(Beginning of INFORMATION SUPPLIED)

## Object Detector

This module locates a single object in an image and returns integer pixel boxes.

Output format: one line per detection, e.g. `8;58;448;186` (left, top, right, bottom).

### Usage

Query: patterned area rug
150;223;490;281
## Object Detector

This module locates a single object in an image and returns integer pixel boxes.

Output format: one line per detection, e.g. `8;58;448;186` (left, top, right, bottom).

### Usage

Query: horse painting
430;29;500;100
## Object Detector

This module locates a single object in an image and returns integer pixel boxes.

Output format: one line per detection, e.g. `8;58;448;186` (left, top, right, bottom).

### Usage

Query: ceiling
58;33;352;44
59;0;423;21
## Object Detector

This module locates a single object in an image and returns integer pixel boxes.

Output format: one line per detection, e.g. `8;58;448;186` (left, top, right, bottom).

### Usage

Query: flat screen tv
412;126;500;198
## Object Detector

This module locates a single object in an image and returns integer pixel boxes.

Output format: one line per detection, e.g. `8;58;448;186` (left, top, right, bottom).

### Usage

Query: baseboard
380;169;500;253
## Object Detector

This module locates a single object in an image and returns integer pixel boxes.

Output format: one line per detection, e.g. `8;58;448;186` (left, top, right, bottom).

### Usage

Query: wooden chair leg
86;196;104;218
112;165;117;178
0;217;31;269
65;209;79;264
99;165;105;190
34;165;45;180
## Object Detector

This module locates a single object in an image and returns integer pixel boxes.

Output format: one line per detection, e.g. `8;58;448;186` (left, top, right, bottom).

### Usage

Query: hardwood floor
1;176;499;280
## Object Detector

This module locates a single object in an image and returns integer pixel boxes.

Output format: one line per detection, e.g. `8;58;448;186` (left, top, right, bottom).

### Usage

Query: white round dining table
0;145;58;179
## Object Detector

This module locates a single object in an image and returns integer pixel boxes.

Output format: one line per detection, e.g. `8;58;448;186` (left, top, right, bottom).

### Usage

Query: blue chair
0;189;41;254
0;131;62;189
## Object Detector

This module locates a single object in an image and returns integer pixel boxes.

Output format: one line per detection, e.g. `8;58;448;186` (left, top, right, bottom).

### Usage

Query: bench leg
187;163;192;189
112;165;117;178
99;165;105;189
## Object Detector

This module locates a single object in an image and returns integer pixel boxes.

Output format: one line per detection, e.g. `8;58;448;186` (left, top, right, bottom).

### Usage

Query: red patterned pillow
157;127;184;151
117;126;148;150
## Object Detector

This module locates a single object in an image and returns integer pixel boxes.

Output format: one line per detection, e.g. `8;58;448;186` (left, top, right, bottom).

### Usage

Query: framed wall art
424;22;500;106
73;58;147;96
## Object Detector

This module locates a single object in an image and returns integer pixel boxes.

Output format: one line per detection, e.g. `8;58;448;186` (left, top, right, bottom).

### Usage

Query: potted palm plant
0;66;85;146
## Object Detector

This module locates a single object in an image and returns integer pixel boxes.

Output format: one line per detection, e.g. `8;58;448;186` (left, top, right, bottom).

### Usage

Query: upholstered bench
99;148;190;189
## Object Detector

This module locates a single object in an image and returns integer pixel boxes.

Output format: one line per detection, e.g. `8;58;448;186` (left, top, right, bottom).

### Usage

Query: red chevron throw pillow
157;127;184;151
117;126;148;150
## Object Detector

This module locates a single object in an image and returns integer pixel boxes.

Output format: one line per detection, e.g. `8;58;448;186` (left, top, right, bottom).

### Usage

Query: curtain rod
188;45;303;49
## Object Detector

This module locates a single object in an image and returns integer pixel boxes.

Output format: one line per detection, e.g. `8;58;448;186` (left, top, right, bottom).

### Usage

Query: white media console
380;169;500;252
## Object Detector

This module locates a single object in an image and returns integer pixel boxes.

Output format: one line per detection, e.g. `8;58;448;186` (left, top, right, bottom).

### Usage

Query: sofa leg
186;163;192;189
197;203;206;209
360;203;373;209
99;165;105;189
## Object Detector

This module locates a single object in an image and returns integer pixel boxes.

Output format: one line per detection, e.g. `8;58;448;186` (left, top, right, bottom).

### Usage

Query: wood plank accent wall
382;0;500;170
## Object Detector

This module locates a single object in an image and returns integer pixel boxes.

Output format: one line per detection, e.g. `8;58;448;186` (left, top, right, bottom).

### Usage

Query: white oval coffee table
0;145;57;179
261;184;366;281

(End of INFORMATION SUPPLIED)

- [WHAT THE TASK REQUIRES]
Retype the entries shown above. Keep every word exactly as it is.

- [SOLUTION BELOW]
## Object Detector

This module locates a single object in an image and returns integer pixel boxes.

Output format: one line per detection, e.g. `8;58;448;186` (left, top, right, bottom).

### Usage

Query: patterned area rug
150;223;490;281
## Object Detector

This module locates a single object in an image and returns integer pixel boxes.

Output format: one line per detection, e.g. `8;58;448;186` (left, top, right, bottom).

### Usage

Query: horse painting
430;29;500;100
## Object Detector

This module locates a single object in an image and returns integer pixel boxes.

Output format: one line per detection, e.g. `8;58;448;186` (left, top, right, bottom).

### Usage

Query: ceiling
58;33;352;44
59;0;423;21
## Object Detector

This module locates a single object in an image and returns integer pixel boxes.

Output format: one line per detection, e.g. `8;58;448;186` (left, top, right, bottom).

### Usage

Query: flat screen tv
412;126;500;198
## Object Detector

This module locates a single object in an image and returns integer pixel boxes.

Output format: one line per detection, e.g. `8;58;448;186` (left, top, right, bottom).

### Usage

Query: baseboard
380;169;500;253
## Object Detector

This module locates a single object in an image and returns integer pixel boxes.

Output format: one line per detection, e.g. `8;58;448;186` (left, top, right, bottom).

### Usage

Query: wooden chair leg
86;196;104;218
112;165;117;178
0;217;31;269
65;209;79;264
99;165;105;190
34;165;45;180
## Object Detector

This module locates a single object in an image and returns integer pixel boxes.

Output format: one line per detection, e.g. `8;58;448;186` (left, top, right, bottom).

### Usage

Query: hardwood floor
1;176;499;280
## Object Detector

This module locates a single object in an image and returns integer pixel boxes.

Output format: one line per detection, e.g. `8;58;448;186` (left, top, right, bottom).

### Usage

Query: white round dining table
0;145;58;179
## Object Detector

This module locates a single object in an image and returns integer pixel boxes.

Output format: one line per detection, e.g. `8;58;448;186` (left, top, right, bottom).

### Usage

Query: blue chair
0;189;41;254
0;131;62;189
## Object Detector

This module locates a single object in an image and returns integer pixel boxes.

Output format: one line per detection, e.g. `8;58;448;186` (left, top, right, bottom).

### Usage

Query: bench leg
187;163;192;189
112;165;117;178
99;165;105;189
## Object Detector

This module locates a single object in an image and returns integer pixel boxes.

Output format: one line per detection, e.g. `8;58;448;186` (left, top, right, bottom).

### Usage

Query: red patterned pillow
157;127;184;151
117;126;148;150
## Object Detector

This module locates a single object in an image and returns integer pixel boxes.

Output format: one line per detection, e.g. `8;58;448;186` (left, top, right, bottom).

### Usage

Query: framed wall art
424;22;500;106
73;58;147;96
## Object Detector

This module locates a single object in an image and returns integer pixel boxes.

Output format: one line per detection, e.g. `8;58;448;186` (left, top, right, bottom).

### Usage

Query: potted palm plant
0;66;85;146
## Object Detector

This module locates a single object in an image and returns integer pixel boxes.

Output format: one line per detection, e.g. `8;58;448;186` (left, top, right, bottom).

### Usage

Query: upholstered bench
99;148;190;189
## Object Detector

This module locates a single object in an image and returns integer pixel boxes.

Output format: one line per detection, e.g. `8;58;448;186` (left, top, right, bottom).

### Usage

Query: red chevron throw pillow
157;127;184;151
117;126;148;150
## Object Detector

This module locates a single object in an image and returns integer pixel boxes.

Output format: one line per detection, e.g. `8;58;448;186` (left, top, right, bottom).

### Usage

Query: curtain rod
188;45;303;49
## Object Detector

This module locates a single object in an image and returns integer pixel boxes.

Output format: one line per detection, e.g. `8;58;448;186` (left, top, right, bottom).

### Usage

Query: white media console
380;169;500;252
## Object Detector

This module locates a single object in an image and returns integer pixel boxes.

Output format: one line per detection, e.g. `8;58;448;186` (left, top, right, bottom).

### Usage

Query: sofa leg
186;163;192;189
197;203;206;209
360;203;373;209
99;165;105;189
## Object Detector

This module locates a single object in an image and returns integer pixel boxes.

Output format: one line per detection, e.g. `8;58;448;186` (left, top, right, bottom).

### Usage

Query: wood plank accent wall
382;0;500;170
## Object Detector

This module locates a single object in an image and returns integer pixel boxes.

Output format: one line per detection, e.g. `8;58;448;186` (left, top, right, bottom).

### Usage

Query: white oval coffee table
0;145;57;179
261;184;366;281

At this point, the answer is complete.